(Entries from a dataset)
- - - -

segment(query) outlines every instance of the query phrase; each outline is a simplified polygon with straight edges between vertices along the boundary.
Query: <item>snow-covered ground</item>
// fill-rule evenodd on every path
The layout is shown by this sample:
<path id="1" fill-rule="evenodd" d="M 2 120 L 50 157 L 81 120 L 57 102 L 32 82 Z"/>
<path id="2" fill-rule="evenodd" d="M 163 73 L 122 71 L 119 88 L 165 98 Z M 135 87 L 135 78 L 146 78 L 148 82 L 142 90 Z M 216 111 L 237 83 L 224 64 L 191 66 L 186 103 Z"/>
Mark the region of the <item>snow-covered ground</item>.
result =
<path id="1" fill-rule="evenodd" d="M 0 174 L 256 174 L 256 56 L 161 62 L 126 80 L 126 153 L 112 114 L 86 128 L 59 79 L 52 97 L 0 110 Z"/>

- - - -

THE TASK: Convert the rows from the beginning through the line containing "The layout is" into a Markdown table with the columns Line and Text, numbering each row and skipping any blank lines.

CORRECT RESPONSE:
| Line | Text |
|---|---|
| 1 | segment(query) outlines every instance of the query phrase; each outline is a simplified polygon with straight edges between vertices along the boundary. |
| 2 | Query: <item>snow-covered ground</item> |
| 3 | // fill-rule evenodd on every path |
| 4 | The layout is shown by this sample: |